## STATED EXERCISE
Update the data from the line containing "the white ceiling" through the end, inclusive, by replacing "stainless steel" with "brushed steel" and leaving everything else unchanged. Leave the pictures out of your answer.

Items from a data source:
◆ ◆ ◆ ◆ ◆

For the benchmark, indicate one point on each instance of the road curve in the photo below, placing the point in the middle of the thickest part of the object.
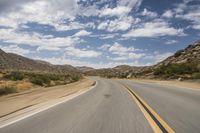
(109, 108)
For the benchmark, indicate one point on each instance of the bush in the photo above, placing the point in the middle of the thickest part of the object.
(176, 69)
(4, 90)
(15, 76)
(196, 75)
(75, 78)
(40, 80)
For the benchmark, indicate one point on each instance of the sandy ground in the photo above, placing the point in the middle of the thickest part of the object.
(184, 84)
(16, 102)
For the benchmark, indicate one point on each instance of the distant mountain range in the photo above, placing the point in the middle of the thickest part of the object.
(10, 61)
(189, 55)
(185, 59)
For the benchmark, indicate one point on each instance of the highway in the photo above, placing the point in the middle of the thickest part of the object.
(119, 106)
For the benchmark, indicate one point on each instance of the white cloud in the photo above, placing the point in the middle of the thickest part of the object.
(192, 16)
(117, 11)
(15, 49)
(154, 29)
(120, 24)
(168, 14)
(130, 3)
(157, 57)
(35, 39)
(81, 53)
(171, 42)
(148, 13)
(124, 53)
(82, 33)
(105, 47)
(74, 62)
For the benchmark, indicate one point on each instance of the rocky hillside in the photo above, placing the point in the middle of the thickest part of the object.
(183, 64)
(84, 68)
(187, 55)
(9, 61)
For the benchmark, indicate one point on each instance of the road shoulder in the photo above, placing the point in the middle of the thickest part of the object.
(19, 106)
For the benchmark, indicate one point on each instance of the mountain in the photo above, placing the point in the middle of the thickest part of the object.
(184, 63)
(10, 61)
(84, 68)
(187, 55)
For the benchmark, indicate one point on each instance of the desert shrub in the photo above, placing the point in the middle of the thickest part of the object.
(196, 75)
(4, 90)
(14, 76)
(178, 53)
(198, 67)
(75, 78)
(40, 79)
(174, 69)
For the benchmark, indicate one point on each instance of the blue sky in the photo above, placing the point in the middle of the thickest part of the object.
(98, 33)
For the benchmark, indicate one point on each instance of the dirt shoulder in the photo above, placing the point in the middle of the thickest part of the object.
(13, 103)
(184, 84)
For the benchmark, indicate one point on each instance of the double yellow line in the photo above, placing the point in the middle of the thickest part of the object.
(156, 122)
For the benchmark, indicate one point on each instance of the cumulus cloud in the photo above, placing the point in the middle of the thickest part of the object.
(119, 24)
(156, 28)
(117, 11)
(81, 53)
(82, 33)
(36, 39)
(148, 13)
(168, 14)
(124, 53)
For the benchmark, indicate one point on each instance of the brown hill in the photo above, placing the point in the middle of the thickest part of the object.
(10, 61)
(184, 63)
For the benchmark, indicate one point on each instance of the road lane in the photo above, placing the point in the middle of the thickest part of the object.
(179, 107)
(108, 108)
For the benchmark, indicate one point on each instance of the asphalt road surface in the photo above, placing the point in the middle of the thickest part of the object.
(111, 108)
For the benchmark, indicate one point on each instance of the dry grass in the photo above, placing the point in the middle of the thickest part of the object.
(18, 85)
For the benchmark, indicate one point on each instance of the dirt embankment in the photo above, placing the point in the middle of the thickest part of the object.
(184, 84)
(13, 103)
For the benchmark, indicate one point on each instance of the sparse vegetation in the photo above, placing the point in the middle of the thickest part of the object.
(196, 75)
(4, 90)
(12, 81)
(14, 75)
(174, 70)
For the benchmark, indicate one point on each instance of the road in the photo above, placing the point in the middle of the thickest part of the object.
(111, 107)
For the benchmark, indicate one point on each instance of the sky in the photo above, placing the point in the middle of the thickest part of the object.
(98, 33)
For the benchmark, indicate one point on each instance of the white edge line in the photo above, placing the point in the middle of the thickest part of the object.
(41, 110)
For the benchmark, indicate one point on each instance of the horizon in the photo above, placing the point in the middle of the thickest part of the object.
(98, 34)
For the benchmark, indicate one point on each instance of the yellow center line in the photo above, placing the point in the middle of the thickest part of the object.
(156, 122)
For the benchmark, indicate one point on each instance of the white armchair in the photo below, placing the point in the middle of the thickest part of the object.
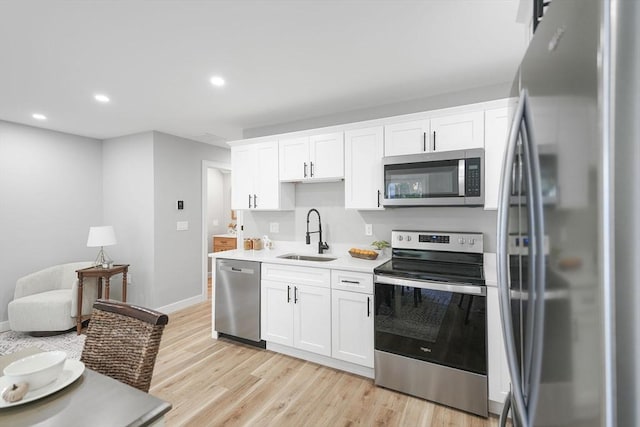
(47, 299)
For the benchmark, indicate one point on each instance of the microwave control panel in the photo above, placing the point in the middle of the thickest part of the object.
(473, 177)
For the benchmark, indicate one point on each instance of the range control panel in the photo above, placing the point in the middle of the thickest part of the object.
(437, 241)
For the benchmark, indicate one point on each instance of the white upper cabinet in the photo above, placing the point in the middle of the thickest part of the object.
(457, 131)
(495, 142)
(254, 179)
(439, 133)
(314, 158)
(407, 138)
(363, 151)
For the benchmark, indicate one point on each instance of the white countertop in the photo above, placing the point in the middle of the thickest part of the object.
(343, 260)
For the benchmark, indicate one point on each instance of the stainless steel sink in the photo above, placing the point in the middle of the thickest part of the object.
(306, 257)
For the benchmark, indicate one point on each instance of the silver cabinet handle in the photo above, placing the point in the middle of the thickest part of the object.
(462, 164)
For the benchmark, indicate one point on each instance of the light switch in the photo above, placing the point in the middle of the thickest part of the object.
(368, 230)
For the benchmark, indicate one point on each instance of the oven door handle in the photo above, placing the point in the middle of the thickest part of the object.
(436, 286)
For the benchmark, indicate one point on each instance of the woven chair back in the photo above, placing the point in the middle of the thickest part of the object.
(123, 342)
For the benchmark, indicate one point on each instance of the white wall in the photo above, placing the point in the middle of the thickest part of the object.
(435, 102)
(128, 206)
(347, 226)
(50, 193)
(178, 254)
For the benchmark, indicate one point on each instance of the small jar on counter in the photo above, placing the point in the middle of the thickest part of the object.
(248, 244)
(257, 244)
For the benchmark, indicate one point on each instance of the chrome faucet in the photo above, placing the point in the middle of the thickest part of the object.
(321, 245)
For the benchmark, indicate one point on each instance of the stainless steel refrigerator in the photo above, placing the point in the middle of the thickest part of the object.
(568, 233)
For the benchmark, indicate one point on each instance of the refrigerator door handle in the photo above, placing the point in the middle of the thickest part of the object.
(503, 265)
(537, 214)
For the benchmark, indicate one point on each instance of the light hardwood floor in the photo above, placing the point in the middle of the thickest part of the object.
(221, 383)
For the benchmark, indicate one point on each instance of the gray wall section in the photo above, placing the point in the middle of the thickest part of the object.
(178, 254)
(50, 192)
(128, 206)
(435, 102)
(347, 226)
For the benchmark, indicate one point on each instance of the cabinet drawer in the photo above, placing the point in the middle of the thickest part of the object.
(298, 275)
(352, 281)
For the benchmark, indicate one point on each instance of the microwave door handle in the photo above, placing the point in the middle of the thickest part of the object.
(519, 407)
(461, 177)
(539, 265)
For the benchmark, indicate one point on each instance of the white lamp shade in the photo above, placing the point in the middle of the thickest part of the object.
(101, 236)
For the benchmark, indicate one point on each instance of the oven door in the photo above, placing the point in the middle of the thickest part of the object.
(437, 322)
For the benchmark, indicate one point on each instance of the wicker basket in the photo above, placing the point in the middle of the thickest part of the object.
(370, 254)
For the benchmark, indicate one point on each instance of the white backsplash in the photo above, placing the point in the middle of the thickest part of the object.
(341, 226)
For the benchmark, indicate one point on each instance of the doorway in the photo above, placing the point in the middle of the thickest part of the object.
(216, 214)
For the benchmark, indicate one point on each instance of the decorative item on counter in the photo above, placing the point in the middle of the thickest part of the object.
(248, 244)
(380, 244)
(231, 228)
(257, 243)
(363, 253)
(268, 244)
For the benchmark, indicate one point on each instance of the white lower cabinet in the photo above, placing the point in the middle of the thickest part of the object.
(498, 375)
(352, 327)
(294, 313)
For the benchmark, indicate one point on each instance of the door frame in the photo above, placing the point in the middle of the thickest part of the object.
(206, 165)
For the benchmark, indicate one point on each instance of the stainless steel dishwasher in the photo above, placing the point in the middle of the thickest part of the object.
(237, 300)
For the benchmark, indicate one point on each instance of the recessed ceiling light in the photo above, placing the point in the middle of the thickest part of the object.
(101, 98)
(217, 81)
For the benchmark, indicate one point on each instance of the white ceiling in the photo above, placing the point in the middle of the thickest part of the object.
(283, 60)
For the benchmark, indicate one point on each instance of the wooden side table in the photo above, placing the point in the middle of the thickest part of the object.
(100, 273)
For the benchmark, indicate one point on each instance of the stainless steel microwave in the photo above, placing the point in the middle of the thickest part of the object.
(447, 178)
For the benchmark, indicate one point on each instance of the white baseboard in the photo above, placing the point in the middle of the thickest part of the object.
(322, 360)
(181, 304)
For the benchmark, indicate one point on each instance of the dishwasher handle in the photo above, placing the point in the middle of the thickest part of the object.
(233, 269)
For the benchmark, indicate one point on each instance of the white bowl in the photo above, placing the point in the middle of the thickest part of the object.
(37, 370)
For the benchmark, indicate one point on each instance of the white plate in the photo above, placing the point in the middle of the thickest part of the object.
(71, 372)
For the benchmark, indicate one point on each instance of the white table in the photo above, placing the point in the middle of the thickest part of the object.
(92, 400)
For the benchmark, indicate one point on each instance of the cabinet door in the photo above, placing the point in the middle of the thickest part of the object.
(498, 375)
(294, 159)
(352, 327)
(363, 168)
(496, 127)
(326, 153)
(312, 319)
(457, 132)
(406, 138)
(276, 312)
(242, 169)
(265, 177)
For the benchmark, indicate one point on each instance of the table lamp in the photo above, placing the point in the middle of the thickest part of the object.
(101, 236)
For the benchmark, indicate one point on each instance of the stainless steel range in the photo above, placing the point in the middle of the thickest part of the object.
(430, 319)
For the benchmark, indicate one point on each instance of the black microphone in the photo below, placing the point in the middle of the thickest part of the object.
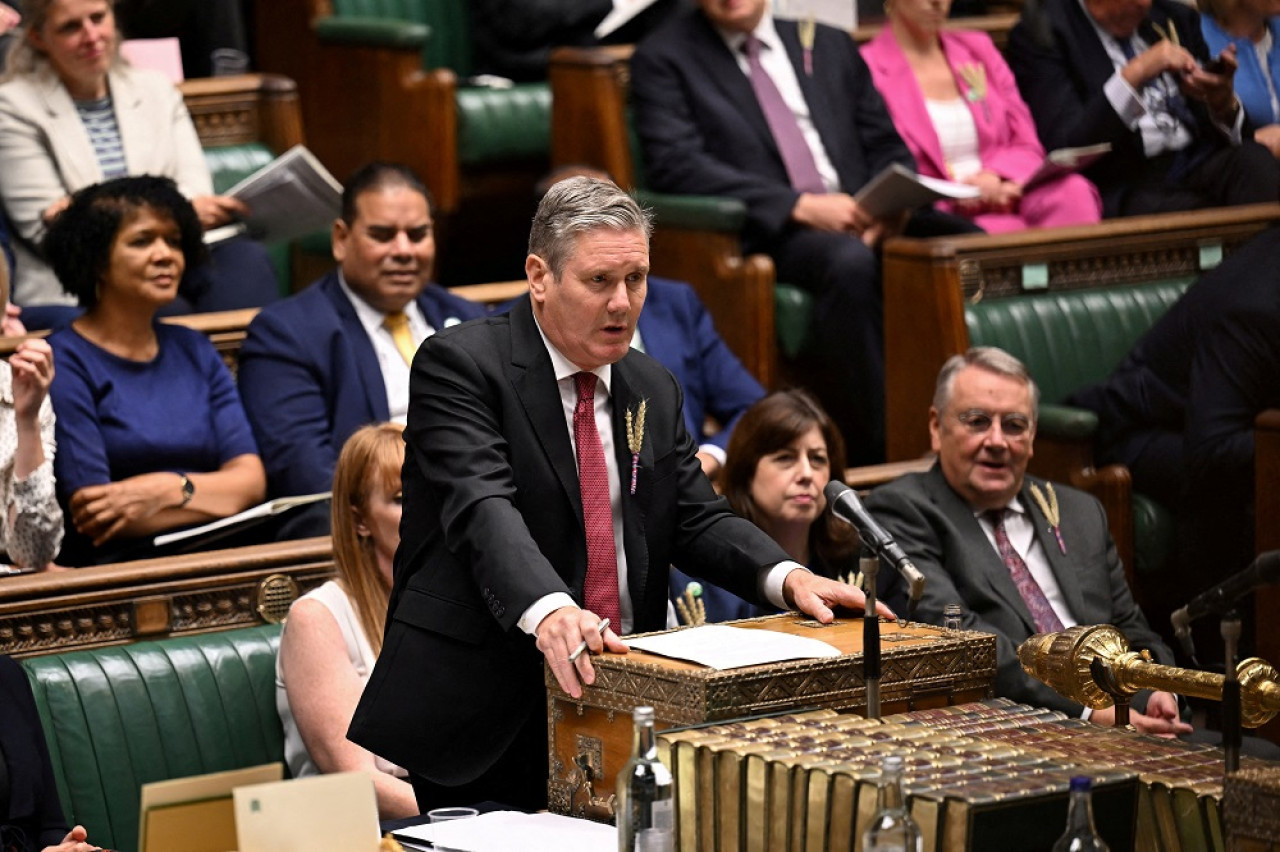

◆ ◆ ◆ ◆ ◆

## RESULT OF THIS EXERCISE
For the benchmark, indicate one point on each instance of the white ceiling in the photo above, placing the point in the middle of the thickest part of the object.
(283, 60)
For the benchmark, indicate one point on each instance of the wooden side table in the photo above, placing the point in the middle of the thickest part of the object.
(100, 273)
For the benchmark, indicate one point on each instance of the brushed steel microwave in the photo above, placing the point in the middle of the thickest part of the object.
(447, 178)
For the benchmark, indicate one point on each instance of the white baseboard in the photo above, placing the point in the middle of the thickest part of the object.
(322, 360)
(181, 304)
For the benchmark, indicate one point on each instance of the dishwasher handle in the photo above, placing the point in the middle of the thickest part of the object.
(233, 269)
For the benchmark, indicate one point on each instance of the white bowl in the photo above, placing the point in the middle of the thickest part of the object.
(37, 370)
For the benchmark, indicate one point on each instance of the white plate in the photo above, placing the point in the middle of the thickest part of the object.
(71, 372)
For the benchmark, indicate one point on each instance of the white table in the photo above, placing the point in the middle of the thickest part of the object.
(92, 400)
For the benchmark, indicate one point on each instance of the cabinet door in the photo above, placing the point in the middle of the thickest part of the object.
(498, 375)
(294, 159)
(352, 327)
(363, 168)
(496, 127)
(326, 153)
(312, 319)
(457, 132)
(406, 138)
(276, 312)
(242, 169)
(265, 177)
For the benchmark, indicate one point on each instance of the table lamp in the photo above, placing the point in the middle of the thickest part of the object.
(101, 236)
For the benchmark, indicate one point on each instance of the brushed steel range in the photo above, placing the point in the middle of the thickest part of the object.
(430, 319)
For the benchmark, indicate one point on each instance of the black microphone in the photo below, placing the point in the middle of the thickest part of the object.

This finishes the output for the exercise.